**Description of the task**: Quote the following data verbatim, keeping every line and its original order.
==*==
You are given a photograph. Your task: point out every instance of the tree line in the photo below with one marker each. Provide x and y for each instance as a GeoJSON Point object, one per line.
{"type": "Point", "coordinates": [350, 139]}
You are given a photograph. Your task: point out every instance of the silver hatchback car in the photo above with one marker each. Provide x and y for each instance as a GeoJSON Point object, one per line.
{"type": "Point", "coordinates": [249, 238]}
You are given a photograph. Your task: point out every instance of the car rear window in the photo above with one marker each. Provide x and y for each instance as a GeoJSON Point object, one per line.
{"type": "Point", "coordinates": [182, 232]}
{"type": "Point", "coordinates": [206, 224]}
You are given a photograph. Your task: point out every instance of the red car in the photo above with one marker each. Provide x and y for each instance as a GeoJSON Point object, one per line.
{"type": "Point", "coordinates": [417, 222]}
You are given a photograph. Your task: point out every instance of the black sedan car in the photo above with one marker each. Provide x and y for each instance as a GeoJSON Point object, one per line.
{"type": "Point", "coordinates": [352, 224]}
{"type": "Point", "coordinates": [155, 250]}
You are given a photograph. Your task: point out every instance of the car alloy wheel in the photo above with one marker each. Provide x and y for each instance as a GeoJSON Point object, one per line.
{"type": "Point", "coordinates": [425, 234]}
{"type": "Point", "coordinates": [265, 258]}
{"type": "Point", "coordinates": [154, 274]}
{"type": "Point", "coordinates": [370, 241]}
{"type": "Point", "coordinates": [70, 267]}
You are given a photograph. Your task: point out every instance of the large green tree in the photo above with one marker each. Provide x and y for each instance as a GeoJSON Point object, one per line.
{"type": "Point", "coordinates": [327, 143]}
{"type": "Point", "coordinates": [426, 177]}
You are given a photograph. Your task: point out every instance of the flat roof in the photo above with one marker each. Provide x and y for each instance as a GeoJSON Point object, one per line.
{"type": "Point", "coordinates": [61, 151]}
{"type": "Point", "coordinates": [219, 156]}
==*==
**Result of this exercise**:
You are given a photograph. Your task: point out every instance of the tree line in the photo below with one marker each. Provide x and y for each instance as a GeoJSON Point object, one per line.
{"type": "Point", "coordinates": [350, 139]}
You are given a photograph. Your task: point out every instance of the silver hatchback car in the photo above with one marker each. Provide x and y for each instance as a GeoJSON Point object, one per line.
{"type": "Point", "coordinates": [249, 238]}
You are given a photograph. Your task: point out every instance of the car rear window in the photo above with one marker each. Provide x and y for each instance as a GeoJSON Point object, one per line.
{"type": "Point", "coordinates": [182, 232]}
{"type": "Point", "coordinates": [206, 224]}
You are given a photograph. Your task: point out every instance of the red car in the photo above with one marker each. Provide x and y for each instance as a GeoJSON Point object, one per line.
{"type": "Point", "coordinates": [417, 222]}
You are given a photograph. Your task: point out every instance of the black sedan car in the photo above with one marker each. Provide x and y for each instance as a GeoJSON Point object, one per line.
{"type": "Point", "coordinates": [352, 224]}
{"type": "Point", "coordinates": [155, 250]}
You are given a photograph. Your task: point out every instance of the car alloy wheel in the photo above with one marker each. Provide x and y for each instance as a GeoJSON Point object, one per line.
{"type": "Point", "coordinates": [425, 234]}
{"type": "Point", "coordinates": [265, 258]}
{"type": "Point", "coordinates": [154, 274]}
{"type": "Point", "coordinates": [370, 241]}
{"type": "Point", "coordinates": [70, 267]}
You are given a photograph. Your task: point out every instance of the large green tree in the photo above with one marker each. Provide x and y for each instance as a GeoJSON Point object, one per line.
{"type": "Point", "coordinates": [327, 143]}
{"type": "Point", "coordinates": [426, 177]}
You are given a photograph. Your task: point out every instance of the flat roof in the photo above with one marker each. Provide x and y for each instance as a GeoJSON Point object, one per line.
{"type": "Point", "coordinates": [61, 151]}
{"type": "Point", "coordinates": [219, 156]}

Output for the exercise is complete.